◆ TASK INPUT
☆ ☆ ☆
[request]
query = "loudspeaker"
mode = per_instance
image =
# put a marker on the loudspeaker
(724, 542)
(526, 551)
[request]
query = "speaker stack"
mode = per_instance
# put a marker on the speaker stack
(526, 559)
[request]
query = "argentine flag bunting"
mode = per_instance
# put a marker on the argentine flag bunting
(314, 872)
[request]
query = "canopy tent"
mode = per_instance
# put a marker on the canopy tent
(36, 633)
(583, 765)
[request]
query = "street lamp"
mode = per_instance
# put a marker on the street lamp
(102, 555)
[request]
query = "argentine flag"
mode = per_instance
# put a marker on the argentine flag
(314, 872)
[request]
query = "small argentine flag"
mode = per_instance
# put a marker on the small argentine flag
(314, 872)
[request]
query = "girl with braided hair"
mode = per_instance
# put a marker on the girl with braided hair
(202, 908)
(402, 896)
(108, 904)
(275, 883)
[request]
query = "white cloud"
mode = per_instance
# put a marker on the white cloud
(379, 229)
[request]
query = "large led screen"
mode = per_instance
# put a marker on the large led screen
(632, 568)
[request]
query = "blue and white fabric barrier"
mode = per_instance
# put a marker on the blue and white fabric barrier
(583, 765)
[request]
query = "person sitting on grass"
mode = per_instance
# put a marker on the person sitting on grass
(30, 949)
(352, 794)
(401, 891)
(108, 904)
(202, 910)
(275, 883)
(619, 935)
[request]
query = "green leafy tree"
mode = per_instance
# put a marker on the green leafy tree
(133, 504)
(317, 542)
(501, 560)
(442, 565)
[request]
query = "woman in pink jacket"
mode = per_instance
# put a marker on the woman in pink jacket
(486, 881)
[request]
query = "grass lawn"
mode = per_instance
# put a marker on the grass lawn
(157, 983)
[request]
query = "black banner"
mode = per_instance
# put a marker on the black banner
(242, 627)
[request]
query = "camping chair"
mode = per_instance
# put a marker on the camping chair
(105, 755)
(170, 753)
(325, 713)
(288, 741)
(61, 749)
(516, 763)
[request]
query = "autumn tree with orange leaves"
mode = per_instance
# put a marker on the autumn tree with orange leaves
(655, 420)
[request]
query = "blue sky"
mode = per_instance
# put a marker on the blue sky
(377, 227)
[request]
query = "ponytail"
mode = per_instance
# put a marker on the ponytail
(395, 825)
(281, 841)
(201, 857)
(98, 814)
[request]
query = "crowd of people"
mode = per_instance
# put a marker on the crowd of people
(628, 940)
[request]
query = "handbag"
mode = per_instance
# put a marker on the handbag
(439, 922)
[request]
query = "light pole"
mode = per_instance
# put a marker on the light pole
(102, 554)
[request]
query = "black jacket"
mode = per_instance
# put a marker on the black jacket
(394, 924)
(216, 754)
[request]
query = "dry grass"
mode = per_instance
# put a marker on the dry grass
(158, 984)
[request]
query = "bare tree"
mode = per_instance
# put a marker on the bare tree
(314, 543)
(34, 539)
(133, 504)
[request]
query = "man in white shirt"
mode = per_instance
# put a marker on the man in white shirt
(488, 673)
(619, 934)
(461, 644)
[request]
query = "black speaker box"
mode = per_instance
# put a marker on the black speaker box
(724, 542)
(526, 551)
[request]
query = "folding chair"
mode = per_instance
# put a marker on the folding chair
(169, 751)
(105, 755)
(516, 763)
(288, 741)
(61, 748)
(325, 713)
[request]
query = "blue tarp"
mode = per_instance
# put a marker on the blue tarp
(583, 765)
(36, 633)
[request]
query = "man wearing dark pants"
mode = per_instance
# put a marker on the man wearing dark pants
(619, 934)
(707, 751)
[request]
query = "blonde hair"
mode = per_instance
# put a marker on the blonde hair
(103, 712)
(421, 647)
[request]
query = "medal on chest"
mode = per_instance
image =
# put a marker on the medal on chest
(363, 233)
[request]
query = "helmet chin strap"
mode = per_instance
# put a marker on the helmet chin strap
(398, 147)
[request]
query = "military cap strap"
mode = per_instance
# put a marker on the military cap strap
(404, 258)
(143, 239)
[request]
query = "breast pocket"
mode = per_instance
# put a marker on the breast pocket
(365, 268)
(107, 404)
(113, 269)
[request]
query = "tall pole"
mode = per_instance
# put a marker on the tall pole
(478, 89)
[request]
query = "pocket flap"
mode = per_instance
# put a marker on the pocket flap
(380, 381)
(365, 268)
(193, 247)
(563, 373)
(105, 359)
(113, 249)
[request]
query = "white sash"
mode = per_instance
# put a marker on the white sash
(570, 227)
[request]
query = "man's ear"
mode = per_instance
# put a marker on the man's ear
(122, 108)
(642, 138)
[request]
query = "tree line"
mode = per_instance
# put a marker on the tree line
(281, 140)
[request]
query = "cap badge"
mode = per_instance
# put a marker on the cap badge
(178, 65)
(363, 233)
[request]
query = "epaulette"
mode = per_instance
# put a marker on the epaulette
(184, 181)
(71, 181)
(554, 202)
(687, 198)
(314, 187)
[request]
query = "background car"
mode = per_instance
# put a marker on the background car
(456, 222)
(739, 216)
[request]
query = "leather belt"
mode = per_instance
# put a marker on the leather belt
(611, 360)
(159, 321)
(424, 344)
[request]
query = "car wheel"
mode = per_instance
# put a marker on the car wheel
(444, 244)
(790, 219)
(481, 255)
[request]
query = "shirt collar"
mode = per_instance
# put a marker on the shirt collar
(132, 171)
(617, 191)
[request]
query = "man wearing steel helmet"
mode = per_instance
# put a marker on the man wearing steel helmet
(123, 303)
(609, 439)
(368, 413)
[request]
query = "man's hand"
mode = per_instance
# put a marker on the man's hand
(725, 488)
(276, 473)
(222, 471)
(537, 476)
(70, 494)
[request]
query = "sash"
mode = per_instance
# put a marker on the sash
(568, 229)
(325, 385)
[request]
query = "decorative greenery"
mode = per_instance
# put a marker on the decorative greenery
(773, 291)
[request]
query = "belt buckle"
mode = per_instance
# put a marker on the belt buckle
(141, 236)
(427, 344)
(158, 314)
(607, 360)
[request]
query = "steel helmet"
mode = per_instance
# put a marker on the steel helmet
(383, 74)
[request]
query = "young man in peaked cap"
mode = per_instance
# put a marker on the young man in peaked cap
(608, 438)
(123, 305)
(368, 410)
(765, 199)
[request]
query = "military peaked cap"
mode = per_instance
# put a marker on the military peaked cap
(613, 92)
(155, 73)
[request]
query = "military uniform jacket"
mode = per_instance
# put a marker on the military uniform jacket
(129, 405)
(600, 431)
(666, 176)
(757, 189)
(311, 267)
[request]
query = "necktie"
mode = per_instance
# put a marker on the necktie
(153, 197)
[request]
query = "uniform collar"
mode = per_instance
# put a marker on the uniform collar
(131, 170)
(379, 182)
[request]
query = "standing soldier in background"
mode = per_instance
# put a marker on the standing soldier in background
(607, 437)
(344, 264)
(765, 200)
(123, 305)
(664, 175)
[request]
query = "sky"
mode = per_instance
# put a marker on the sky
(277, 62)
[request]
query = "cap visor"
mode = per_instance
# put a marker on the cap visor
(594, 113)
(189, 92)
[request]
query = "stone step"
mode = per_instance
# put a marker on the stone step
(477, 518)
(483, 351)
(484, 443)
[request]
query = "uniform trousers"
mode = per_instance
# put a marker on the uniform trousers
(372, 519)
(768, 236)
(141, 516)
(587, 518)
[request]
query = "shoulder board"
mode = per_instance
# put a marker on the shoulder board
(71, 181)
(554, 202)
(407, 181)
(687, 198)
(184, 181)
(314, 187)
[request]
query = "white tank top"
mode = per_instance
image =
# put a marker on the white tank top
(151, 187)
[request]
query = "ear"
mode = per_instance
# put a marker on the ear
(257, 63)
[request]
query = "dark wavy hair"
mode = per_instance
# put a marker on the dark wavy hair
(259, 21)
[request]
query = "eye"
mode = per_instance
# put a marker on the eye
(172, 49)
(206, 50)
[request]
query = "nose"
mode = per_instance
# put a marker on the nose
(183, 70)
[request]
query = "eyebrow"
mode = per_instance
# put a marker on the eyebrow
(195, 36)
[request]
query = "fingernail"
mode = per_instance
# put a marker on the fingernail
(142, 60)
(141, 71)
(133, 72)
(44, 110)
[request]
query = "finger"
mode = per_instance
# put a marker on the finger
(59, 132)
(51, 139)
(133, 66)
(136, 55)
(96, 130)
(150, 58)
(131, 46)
☆ ☆ ☆
◆ WHAT TO DO
Show each line of the listing above that contains the word "crowd".

◆ FINISHED ANSWER
query = "crowd of people"
# put a marker on the crowd of people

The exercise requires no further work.